◆ **Work request**: Copy the text about cognitive science interests, everything from "Interests in Cognitive" down to "pretty good candidate!", and substitute "walk" for "swim".

◆ **Study text**:

_____

Interests in Cognitive Science:
It started with one lecture in Introduction to Cognitive Science Cogsci 200 (It is the most inspiring class I have taken. Everyone should take it!), when Professor Rick Lewis talked about evolutionary artificial intelligence and showed us a video of a robot being thrown into the water, and it gradually learns how to swim with trial and error. Cognitive science is cool, and the human mind is fascinating. Currently, I am most interested in human-machine interaction and technologies that will improve quality of life with understanding of the human mind.

Post-Graduation Plans:
I really like research and I plan to apply to graduate school, possibly PhD in Machine Learning, or a MD/PhD program. I think my experience makes me a pretty good candidate!

_____

◆ **Entries supplied**:
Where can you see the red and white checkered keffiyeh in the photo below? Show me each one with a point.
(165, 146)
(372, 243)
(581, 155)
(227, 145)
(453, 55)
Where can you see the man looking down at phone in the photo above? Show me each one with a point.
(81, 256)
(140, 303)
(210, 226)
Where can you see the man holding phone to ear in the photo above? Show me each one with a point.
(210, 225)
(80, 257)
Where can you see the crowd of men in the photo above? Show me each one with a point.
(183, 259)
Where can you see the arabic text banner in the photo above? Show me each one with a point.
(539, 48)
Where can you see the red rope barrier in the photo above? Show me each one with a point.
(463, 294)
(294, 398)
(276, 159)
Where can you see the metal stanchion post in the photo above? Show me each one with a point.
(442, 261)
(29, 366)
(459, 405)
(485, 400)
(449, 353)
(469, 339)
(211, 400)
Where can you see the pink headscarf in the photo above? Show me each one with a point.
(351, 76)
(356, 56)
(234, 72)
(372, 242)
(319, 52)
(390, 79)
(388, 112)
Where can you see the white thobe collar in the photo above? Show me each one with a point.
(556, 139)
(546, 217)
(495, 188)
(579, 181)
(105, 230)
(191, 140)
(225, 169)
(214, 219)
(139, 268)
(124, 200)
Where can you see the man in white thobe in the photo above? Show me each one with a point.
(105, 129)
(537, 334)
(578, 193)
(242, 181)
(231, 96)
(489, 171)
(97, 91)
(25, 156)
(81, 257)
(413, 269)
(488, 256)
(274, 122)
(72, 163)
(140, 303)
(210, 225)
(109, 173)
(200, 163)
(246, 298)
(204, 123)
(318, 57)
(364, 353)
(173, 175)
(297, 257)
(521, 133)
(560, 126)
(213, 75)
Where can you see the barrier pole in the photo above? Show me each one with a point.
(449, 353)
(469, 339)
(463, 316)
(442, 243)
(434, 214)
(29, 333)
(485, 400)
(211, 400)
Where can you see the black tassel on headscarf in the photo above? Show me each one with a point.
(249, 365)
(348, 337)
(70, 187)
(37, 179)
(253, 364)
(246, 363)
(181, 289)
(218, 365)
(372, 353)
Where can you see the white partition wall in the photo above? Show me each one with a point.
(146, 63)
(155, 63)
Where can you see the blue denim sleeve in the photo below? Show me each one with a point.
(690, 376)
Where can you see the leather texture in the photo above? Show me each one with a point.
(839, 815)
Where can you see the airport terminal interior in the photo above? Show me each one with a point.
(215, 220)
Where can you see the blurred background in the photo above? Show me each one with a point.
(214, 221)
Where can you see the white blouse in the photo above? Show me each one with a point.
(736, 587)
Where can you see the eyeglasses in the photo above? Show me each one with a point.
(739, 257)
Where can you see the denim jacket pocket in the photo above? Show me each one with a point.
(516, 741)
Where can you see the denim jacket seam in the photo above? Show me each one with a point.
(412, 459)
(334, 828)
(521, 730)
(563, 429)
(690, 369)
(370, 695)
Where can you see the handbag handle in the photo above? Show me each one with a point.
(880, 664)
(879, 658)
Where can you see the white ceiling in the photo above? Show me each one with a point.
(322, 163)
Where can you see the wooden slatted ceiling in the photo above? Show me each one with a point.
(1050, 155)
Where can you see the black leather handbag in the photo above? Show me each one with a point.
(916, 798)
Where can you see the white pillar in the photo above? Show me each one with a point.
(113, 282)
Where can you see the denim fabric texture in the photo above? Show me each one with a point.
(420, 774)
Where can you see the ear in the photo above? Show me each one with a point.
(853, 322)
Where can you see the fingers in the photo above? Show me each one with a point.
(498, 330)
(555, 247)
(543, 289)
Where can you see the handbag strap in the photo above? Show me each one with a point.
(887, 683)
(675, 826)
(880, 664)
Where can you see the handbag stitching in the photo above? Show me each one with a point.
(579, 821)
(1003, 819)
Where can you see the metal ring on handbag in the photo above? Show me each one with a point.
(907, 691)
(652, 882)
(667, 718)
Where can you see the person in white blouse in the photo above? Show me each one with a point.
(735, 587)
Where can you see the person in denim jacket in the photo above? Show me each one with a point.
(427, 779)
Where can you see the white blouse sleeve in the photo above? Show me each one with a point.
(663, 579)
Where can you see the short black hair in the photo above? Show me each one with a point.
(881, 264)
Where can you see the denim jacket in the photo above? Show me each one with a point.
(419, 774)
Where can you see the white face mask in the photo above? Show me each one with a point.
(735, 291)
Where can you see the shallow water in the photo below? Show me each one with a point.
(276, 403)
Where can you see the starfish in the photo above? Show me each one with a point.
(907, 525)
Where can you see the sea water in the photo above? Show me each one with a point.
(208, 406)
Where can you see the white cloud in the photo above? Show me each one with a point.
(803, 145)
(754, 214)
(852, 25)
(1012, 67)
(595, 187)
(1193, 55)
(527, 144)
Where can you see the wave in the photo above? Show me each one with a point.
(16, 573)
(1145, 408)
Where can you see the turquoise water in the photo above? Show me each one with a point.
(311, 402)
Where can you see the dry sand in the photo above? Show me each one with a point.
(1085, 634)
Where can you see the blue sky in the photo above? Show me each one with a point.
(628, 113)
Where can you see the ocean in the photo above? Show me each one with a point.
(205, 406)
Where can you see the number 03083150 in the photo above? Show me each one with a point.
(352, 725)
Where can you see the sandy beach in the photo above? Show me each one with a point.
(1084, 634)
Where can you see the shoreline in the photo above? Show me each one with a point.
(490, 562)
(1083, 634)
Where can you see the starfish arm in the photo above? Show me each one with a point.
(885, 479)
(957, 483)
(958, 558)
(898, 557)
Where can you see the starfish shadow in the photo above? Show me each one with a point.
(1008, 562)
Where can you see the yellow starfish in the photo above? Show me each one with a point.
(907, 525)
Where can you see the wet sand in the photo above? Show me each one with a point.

_____

◆ **Answer to this task**:
Interests in Cognitive Science:
It started with one lecture in Introduction to Cognitive Science Cogsci 200 (It is the most inspiring class I have taken. Everyone should take it!), when Professor Rick Lewis talked about evolutionary artificial intelligence and showed us a video of a robot being thrown into the water, and it gradually learns how to walk with trial and error. Cognitive science is cool, and the human mind is fascinating. Currently, I am most interested in human-machine interaction and technologies that will improve quality of life with understanding of the human mind.

Post-Graduation Plans:
I really like research and I plan to apply to graduate school, possibly PhD in Machine Learning, or a MD/PhD program. I think my experience makes me a pretty good candidate!